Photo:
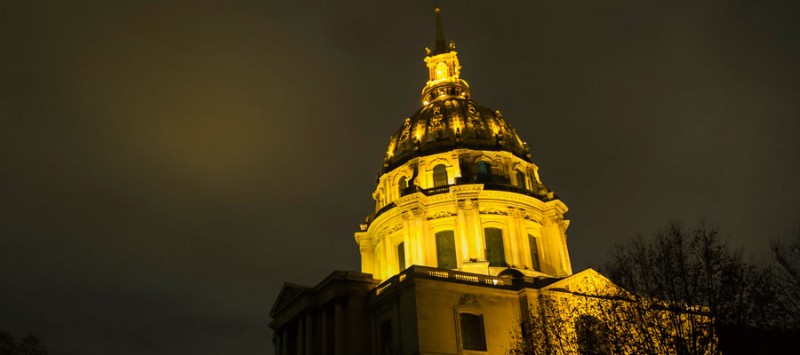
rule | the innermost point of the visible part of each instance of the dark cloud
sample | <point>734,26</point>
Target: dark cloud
<point>165,167</point>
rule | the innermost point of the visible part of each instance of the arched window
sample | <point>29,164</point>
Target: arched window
<point>534,253</point>
<point>495,253</point>
<point>440,175</point>
<point>401,256</point>
<point>402,185</point>
<point>473,333</point>
<point>483,171</point>
<point>446,250</point>
<point>592,336</point>
<point>521,180</point>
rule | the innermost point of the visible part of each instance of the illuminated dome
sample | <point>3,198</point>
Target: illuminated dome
════
ASSIGNED TASK
Extract every line from the one with "Target: dark cloud" down to the final line above, both included, exactly as written.

SOLUTION
Target: dark cloud
<point>165,167</point>
rule | the innermost point of the visible part of each instance of the arched window
sample | <point>29,164</point>
Target: arched window
<point>534,253</point>
<point>495,253</point>
<point>440,175</point>
<point>401,256</point>
<point>402,185</point>
<point>473,333</point>
<point>483,171</point>
<point>446,250</point>
<point>592,336</point>
<point>521,180</point>
rule | the innermost point of the visible part of each instance of the illuminated dome
sample | <point>3,198</point>
Target: illuminated dome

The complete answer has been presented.